═══ SOURCE DOCUMENT ═══

We now live in a world where brands are judged by their reputation, story and purpose. This year’s New General Market Purpose Driven Summit challenged a high-growth group of brands and retailers to protect their brand story — connecting with today’s consumer as people first and to create a genuine connection.

The Edelman Trust Barometer reveals that 60% of millennials are belief-driven buyers, as are 53% of Gen Z and 51% of Gen X. Consider this, 57% of consumers now buy or boycott a brand based on its position on social or political issues. A shift has occurred, the majority of consumers will stop buying a brand if they believe the company’s practices are unethical.

Many purpose-driven brands are growing 10-times faster than larger, established —non-purpose — brands, and purpose-driven companies return six times more to shareholders than explicitly profit-driven organizations.

Here are some stories shared at the summit:

    • L2: Vice president of intelligence Evan Neufeld spoke about “The Changing Rules of Building Brand Equity.” Neufeld shared that personalization is an ongoing challenge, with more than half of all brands being laggards in data capturing and target marketing, and 83% of marketing content creators calling it their top obstacle.

    • Sundial Brands: CEO Rich Dennis founded the company with a vision, and the brand came along for the ride. Dennis believes brand soul is birthed from conviction and community love. Sundial Brands has recently initiated a $100 million New Voices Fund that invests in female entrepreneurs of color.

    • Unilever: Mike Clementi, vice president of North America and global customer development, spoke of the paradox of thriving as a leader in a world of uncertainty and ambiguity. Unilever takes pride in helping its employees discover their “individual purposes” — and how it links to Unilever’s broader purpose. This linkage allows all parties to thrive.

    • IRI: Larry Levin, executive vice president of consumer and shopper marketing and thought leadership, shared that brands must understand that they are now speaking to five distinct generations: Silent, Boomers, Gen X, millennials and Gen Z. Levin shared that nearly 50% of those age 18-to-21 years old influence their household grocery shopping, and 70% of Gen Z make purchases based on their values. “This new generation doesn’t see diversity unless it’s gone,” Levin said.

═══ DATA EXTRACTS ═══

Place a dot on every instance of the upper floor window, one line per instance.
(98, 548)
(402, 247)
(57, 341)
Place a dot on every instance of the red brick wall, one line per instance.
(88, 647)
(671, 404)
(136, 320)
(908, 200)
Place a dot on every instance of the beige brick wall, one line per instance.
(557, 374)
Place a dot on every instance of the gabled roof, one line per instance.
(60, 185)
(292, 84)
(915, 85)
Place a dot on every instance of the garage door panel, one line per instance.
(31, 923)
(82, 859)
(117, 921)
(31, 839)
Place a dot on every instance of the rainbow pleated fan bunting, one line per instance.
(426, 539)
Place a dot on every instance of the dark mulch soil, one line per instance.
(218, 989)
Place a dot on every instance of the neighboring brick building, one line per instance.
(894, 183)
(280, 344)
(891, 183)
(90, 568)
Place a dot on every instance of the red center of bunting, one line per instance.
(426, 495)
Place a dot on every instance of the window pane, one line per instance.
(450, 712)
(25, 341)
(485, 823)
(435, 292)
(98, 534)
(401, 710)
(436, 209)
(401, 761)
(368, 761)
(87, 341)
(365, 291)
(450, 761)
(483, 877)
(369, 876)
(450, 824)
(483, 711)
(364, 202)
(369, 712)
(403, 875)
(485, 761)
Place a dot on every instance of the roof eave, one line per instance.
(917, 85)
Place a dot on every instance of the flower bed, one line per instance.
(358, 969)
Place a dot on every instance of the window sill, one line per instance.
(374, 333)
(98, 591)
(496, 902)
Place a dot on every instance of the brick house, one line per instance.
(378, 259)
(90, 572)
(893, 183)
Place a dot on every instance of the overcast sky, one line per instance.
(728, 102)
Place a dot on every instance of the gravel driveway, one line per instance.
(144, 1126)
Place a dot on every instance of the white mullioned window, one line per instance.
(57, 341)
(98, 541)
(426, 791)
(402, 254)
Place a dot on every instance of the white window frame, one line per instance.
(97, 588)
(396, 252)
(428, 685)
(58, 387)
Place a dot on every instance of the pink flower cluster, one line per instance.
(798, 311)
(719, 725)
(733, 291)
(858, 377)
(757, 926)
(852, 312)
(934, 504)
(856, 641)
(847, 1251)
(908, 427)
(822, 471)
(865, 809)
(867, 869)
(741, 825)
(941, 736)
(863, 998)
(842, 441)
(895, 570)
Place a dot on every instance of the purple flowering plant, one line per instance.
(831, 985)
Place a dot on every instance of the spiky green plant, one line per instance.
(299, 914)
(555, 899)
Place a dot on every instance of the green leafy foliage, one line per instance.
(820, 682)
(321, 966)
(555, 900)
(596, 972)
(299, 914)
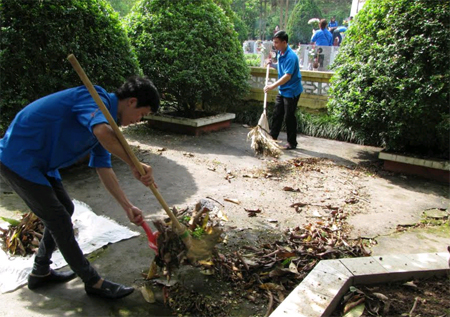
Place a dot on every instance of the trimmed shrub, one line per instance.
(37, 37)
(298, 29)
(392, 76)
(191, 51)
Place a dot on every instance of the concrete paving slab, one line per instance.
(313, 297)
(303, 301)
(364, 270)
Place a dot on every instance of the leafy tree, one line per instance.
(298, 28)
(392, 79)
(37, 37)
(248, 11)
(239, 25)
(122, 6)
(190, 50)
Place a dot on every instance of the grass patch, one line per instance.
(318, 124)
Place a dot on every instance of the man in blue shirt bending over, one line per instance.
(290, 88)
(54, 132)
(322, 37)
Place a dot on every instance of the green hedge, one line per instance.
(392, 76)
(191, 51)
(298, 29)
(37, 37)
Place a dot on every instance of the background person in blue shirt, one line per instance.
(322, 37)
(54, 132)
(290, 88)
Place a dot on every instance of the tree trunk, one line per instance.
(281, 2)
(260, 19)
(286, 14)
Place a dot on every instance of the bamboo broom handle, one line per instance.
(265, 93)
(72, 59)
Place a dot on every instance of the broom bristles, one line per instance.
(262, 142)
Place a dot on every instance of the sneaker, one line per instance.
(109, 290)
(53, 277)
(289, 147)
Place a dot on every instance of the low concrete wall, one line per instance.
(315, 87)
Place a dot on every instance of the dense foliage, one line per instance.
(190, 50)
(392, 79)
(37, 37)
(298, 28)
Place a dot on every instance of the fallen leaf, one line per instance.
(257, 211)
(383, 297)
(410, 284)
(356, 311)
(290, 189)
(234, 201)
(148, 294)
(271, 286)
(293, 268)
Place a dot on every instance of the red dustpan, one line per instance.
(151, 237)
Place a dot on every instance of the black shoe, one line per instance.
(109, 290)
(54, 277)
(290, 147)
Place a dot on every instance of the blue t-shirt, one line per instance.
(323, 38)
(54, 132)
(288, 64)
(332, 24)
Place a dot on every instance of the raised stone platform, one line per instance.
(431, 169)
(320, 292)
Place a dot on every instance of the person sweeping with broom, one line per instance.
(290, 88)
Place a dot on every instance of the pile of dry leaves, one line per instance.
(22, 237)
(258, 273)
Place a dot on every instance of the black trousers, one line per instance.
(54, 207)
(285, 109)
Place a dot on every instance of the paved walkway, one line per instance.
(400, 200)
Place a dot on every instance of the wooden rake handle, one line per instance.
(72, 59)
(265, 93)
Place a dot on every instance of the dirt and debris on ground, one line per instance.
(22, 237)
(265, 200)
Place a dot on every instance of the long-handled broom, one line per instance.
(262, 142)
(196, 249)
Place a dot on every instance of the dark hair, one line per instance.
(141, 88)
(282, 35)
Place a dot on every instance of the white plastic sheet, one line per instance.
(93, 233)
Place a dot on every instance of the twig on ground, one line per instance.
(269, 307)
(414, 306)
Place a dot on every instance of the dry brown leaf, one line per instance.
(148, 294)
(234, 201)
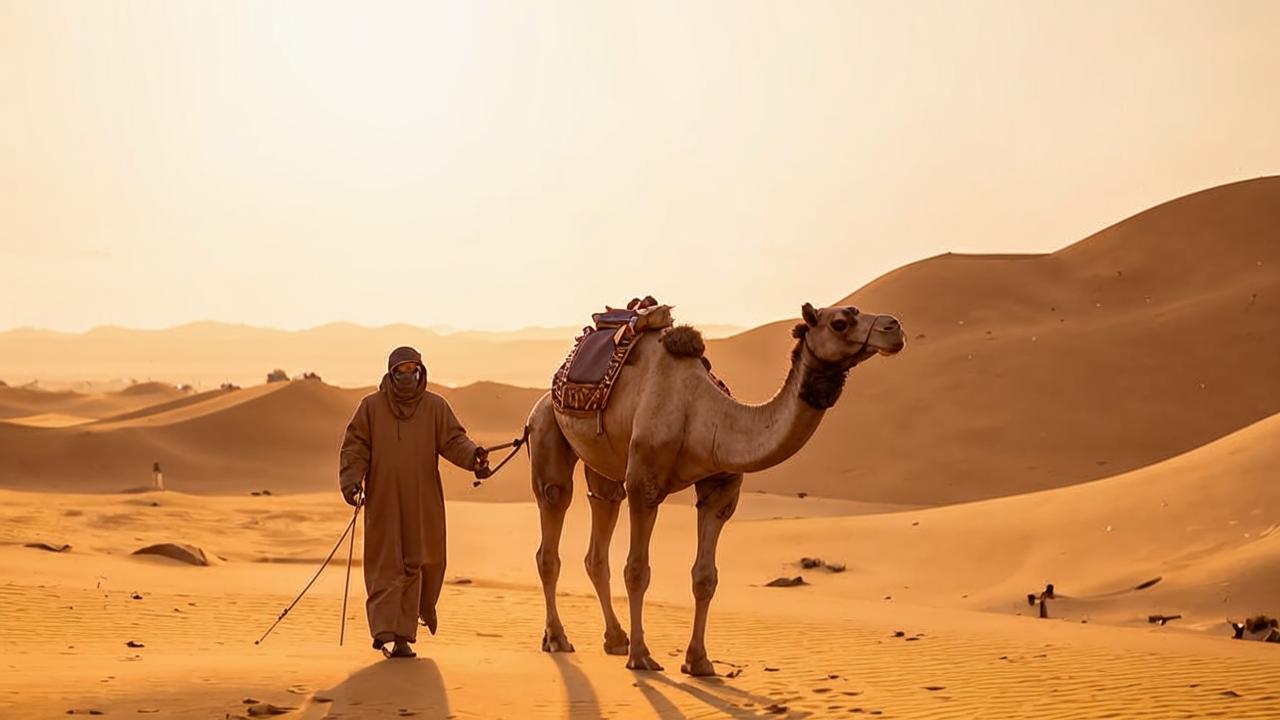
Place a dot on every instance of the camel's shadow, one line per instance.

═══

*WORK TO COMPLETE*.
[A] Repeat the summit article word for word from "The Edelman Trust" to "explicitly profit-driven organizations.".
[B] Write what comes next in the article on the Purpose Driven Summit, starting after its final sentence.
The entries stand apart from the text about the summit.

*ANSWERS BELOW*.
[A]
The Edelman Trust Barometer reveals that 60% of millennials are belief-driven buyers, as are 53% of Gen Z and 51% of Gen X. Consider this, 57% of consumers now buy or boycott a brand based on its position on social or political issues. A shift has occurred, the majority of consumers will stop buying a brand if they believe the company’s practices are unethical.

Many purpose-driven brands are growing 10-times faster than larger, established —non-purpose — brands, and purpose-driven companies return six times more to shareholders than explicitly profit-driven organizations.

[B]
    • Brandless: Rachael Vegas, chief merchant, said that customers should not have to pay more for quality. Brandless is a digital company that offers an amazing group of food, household and health and beauty products for only $3. Launched in 2017 with 300 items, — largely non-GMO, some organic, vegan and cruelty-free. Brandless’ 1-for-1 social mission is a partnership with Feeding America, that buys a meal for people in need with every order placed.

    • Coty: Shannon Curtin, senior vice president, reminded us that the Empire State Building was built in 410 days. So why can’t we innovate more quickly? Curtin highlighted Coty’s commitment to social listening, purposeful storytelling, content optimization and selling.

The day’s centerpiece was a panel with Latriece Watkins, Walmart senior vice president of merchandising, consumables and OTC; Colleen Lindholz, Kroger president of pharmacy; George Coleman, CVS Health vice president of merchandising; and Chris Skyers, Wakefern vice president of corporate merchandising and marketing. The overwhelming message was that purpose must be more than a slogan — it must be trustworthy, protected by values and truly serve the consumer.The best brands are flesh and blood, and their purpose is a catalyst for relationship transformation. Both values and value are necessities for brand experience and growth.